**PROMPT A**
Say whether each statement agrees with the extract on post-Brexit financial regulation. Answer yes or no for each, and quote the exact words of the extract that decide it. (i) The extract expects the UK's selective divergence to be a "Big Bang 2.0." (ii) The extract says free float requirements for IPOs are set by the EU. (iii) The extract says the UK holds more than 80% of EU activity in FX and derivatives trading.
**PROMPT B**
Write out the passage of the extract on post-Brexit financial regulation that begins at the words "- The bigger" and stops after the words "do this better?’.".
**PROMPT C**
In the extract on post-Brexit financial regulation, who is credited with calling selective divergence "the opportunity to do things slightly differently and better"?

**EXTRACT TO READ**
::::::::

- Access in hand: the relocation that has already taken place will provide most firms with the access they need to EU customers and markets on the other side of Brexit. With this access in hand, the UK will then be free to rethink and recalibrate its supervisory framework to the unique dynamic of the UK financial services industry. This selective divergence – what Rishi Sunak has called ‘the opportunity to do things slightly differently and better’ – is unlikely to be ‘Big Bang 2.0’ but instead will be more gradual and in many cases the future UK framework will look remarkably similar to the EU’s.
- Recalibration: the big opportunity and challenge for the UK on the other side of Brexit is where and how to recalibrate the framework that it has inherited from the EU and tailor it to the unique dynamic of the financial services industry in the UK. An EU framework covering 28 members states with vastly different financial sectors is inevitably more cumbersome. Now that the UK has more unitary control, there are plenty of areas where it can adjust its framework accordingly. Some examples include: rethinking Solvency II to help unlock the huge pools of long-term capital in the UK that are mainly invested in government bonds; reviewing the prudential supervision framework for UK banks to ensure they remain competitive; and addressing some of the rougher edges of EU regulations (aspects of Mifid II, PRIIPs etc).
- The bigger picture: there is a separate urgency and opportunity to reinvigorate capital markets in the UK. The UK listings review is focusing on how to encourage more tech and growth companies to list in the UK; there is a big opportunity to develop green finance and the fintech industry; and the UK will need capital markets to help rebuild the economy on the other side of Covid. To be clear, these are not areas where the UK was being held back by the EU (issues like the free float requirements for IPOs or dual class share structures are set by individual member states, not the EU). Instead, this highlights the role of Brexit and Covid as a catalyst for change: to challenge each sector of the industry to think ‘how could we do this better?’.
- A new world order? The EU is a big and addressable market on the UK’s doorstep and the barriers to trade in financial services will inevitably mean that some of the EU-related activity that was previously conducted in London will in future be conducted in the EU itself, but there is a danger in overstating the risk. In some sectors such as FX and derivatives trading, the UK has a share of more than 80% of EU activity and the vast majority of that will continue to stay in London.

::::::::

**DATA PROVIDED**
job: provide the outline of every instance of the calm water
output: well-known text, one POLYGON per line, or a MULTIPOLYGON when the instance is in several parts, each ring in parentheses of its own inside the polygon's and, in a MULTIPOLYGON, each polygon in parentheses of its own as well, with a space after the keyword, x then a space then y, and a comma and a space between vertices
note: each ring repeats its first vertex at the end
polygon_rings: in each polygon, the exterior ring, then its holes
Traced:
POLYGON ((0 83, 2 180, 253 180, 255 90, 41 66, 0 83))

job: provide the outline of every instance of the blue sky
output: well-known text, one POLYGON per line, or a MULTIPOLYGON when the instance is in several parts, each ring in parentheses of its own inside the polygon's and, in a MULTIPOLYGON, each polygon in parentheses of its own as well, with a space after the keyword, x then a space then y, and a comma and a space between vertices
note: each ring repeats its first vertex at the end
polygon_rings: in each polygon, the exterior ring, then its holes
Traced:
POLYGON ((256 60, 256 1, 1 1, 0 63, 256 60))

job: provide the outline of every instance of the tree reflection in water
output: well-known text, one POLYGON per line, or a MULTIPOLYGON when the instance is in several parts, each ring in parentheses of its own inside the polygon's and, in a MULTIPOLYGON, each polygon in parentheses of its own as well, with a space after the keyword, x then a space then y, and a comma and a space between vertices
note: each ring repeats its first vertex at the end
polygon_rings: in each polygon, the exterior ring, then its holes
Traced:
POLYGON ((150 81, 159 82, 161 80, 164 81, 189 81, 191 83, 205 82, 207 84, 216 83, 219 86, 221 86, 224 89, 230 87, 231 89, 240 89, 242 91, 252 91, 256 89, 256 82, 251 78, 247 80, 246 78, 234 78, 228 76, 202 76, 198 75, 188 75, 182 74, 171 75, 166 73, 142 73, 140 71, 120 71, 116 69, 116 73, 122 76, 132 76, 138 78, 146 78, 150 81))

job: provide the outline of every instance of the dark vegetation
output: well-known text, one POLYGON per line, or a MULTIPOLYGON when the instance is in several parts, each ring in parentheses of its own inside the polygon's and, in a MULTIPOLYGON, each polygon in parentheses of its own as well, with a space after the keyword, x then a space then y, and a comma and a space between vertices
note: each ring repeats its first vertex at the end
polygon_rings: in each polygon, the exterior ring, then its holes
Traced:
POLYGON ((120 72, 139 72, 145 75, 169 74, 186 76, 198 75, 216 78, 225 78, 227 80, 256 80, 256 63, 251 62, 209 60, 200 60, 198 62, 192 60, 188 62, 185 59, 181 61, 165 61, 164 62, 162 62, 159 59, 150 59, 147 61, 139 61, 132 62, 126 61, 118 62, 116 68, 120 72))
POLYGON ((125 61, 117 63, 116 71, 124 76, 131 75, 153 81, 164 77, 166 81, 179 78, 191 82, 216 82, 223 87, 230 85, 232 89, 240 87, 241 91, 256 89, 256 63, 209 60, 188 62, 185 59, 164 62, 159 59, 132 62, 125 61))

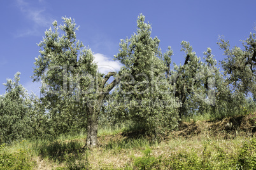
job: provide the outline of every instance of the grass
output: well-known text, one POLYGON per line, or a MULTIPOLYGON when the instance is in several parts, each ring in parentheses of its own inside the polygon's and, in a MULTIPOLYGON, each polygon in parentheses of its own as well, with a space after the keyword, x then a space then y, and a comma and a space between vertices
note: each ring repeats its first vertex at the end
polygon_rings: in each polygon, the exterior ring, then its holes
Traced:
POLYGON ((0 147, 0 169, 256 169, 255 132, 238 130, 253 128, 255 117, 183 122, 162 141, 139 127, 106 127, 92 150, 85 134, 22 141, 0 147))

::::::::

**EXERCISE RESPONSE A**
(i) No: "is unlikely to be ‘Big Bang 2.0’ but instead will be more gradual"
(ii) No: "are set by individual member states, not the EU"
(iii) Yes: "the UK has a share of more than 80% of EU activity"

**EXERCISE RESPONSE B**
- The bigger picture: there is a separate urgency and opportunity to reinvigorate capital markets in the UK. The UK listings review is focusing on how to encourage more tech and growth companies to list in the UK; there is a big opportunity to develop green finance and the fintech industry; and the UK will need capital markets to help rebuild the economy on the other side of Covid. To be clear, these are not areas where the UK was being held back by the EU (issues like the free float requirements for IPOs or dual class share structures are set by individual member states, not the EU). Instead, this highlights the role of Brexit and Covid as a catalyst for change: to challenge each sector of the industry to think ‘how could we do this better?’.

**EXERCISE RESPONSE C**
Rishi Sunak